[Data excerpts]
Start of Block
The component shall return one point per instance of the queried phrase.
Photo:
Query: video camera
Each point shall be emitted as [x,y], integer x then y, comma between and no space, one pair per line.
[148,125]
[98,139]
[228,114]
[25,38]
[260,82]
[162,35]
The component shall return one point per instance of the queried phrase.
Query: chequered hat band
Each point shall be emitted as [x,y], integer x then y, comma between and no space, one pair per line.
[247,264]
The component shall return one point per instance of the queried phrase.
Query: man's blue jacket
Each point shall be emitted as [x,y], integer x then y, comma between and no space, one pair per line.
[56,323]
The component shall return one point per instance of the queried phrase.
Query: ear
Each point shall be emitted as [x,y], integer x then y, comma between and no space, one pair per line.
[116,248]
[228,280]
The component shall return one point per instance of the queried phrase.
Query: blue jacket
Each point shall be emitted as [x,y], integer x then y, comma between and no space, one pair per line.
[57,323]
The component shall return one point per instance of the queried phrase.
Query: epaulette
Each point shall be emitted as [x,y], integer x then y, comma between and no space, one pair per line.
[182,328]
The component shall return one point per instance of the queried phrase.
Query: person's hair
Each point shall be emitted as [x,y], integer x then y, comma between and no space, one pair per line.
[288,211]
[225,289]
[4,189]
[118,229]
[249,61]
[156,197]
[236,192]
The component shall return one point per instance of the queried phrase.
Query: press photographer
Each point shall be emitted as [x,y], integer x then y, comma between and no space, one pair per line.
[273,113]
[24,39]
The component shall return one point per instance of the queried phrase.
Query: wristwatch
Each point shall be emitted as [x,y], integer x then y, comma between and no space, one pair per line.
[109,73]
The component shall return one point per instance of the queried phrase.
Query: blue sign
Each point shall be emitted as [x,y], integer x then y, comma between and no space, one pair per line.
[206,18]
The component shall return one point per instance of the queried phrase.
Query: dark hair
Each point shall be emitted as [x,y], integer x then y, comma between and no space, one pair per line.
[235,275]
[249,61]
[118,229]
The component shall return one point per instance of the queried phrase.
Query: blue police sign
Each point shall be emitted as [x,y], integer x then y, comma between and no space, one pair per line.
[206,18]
End of Block
§ AIM OF THE EXERCISE: All entries above must be reproduced without a single change.

§ WRITTEN ANSWER:
The component shall return one point per instance of the queried phrase.
Photo:
Query: video camera
Each point shall be emitted as [x,y], integer x then y, comma between and no space, one pair per line.
[148,125]
[98,139]
[228,114]
[25,38]
[260,82]
[162,35]
The component shall return one point per instance of the queried phrase.
Query: chequered hat band
Each point shall be emitted as [x,y], integer x then y, comma between and no space, one pair per line.
[247,264]
The component shall return one point per instance of the queried phrase.
Query: man's blue jacket
Each point shall be emitted as [x,y], integer x then y, comma between and no space, one pair per line.
[56,323]
The component shall return one point per instance of the queried phrase.
Query: ear
Each point shall be emitted as [x,y], integer x then y, comma between and no space, one pair per line.
[116,248]
[228,280]
The component shall return one point per instance of the queried phrase.
Query: blue jacket
Each point shall be emitted as [x,y], integer x then y, comma between and no space, one pair per line.
[57,323]
The component shall return one point per instance of the queried phrase.
Query: epaulette
Each point shall be emitted as [x,y], integer x then y, comma between and no space, one pair per line.
[182,328]
The component shall return one point per instance of the queried phrase.
Query: person's hair
Each point shall be emitted as [x,y], integer x then y, comma between and no space, one pair per line.
[288,211]
[225,289]
[4,189]
[118,229]
[249,61]
[156,197]
[236,192]
The component shall return one point per instance of the queried phrase.
Query: press photographer
Each point shall be emitted as [x,y], integer x then y, comma between and no space, one pair per line.
[273,113]
[24,39]
The component shall return one point per instance of the queried phrase.
Query: wristwatch
Each point shall be emitted as [x,y], integer x then y, comma between and no space, one pair per line.
[109,73]
The component shall return one point per instance of the queried phrase.
Query: blue sign
Each point shall be emitted as [x,y], integer x then y, comma between and no space, one pair per line.
[206,18]
The component shall return one point per instance of the queried phrase.
Query: dark hair
Each point shall be emitted as [x,y], integer x then y, comma between and no space, one pair per line.
[235,275]
[249,61]
[118,229]
The component shall return one point per instance of the queried phrase.
Query: blue police sign
Each point shall be emitted as [x,y], integer x then y, comma between and no space, one pair per line.
[206,18]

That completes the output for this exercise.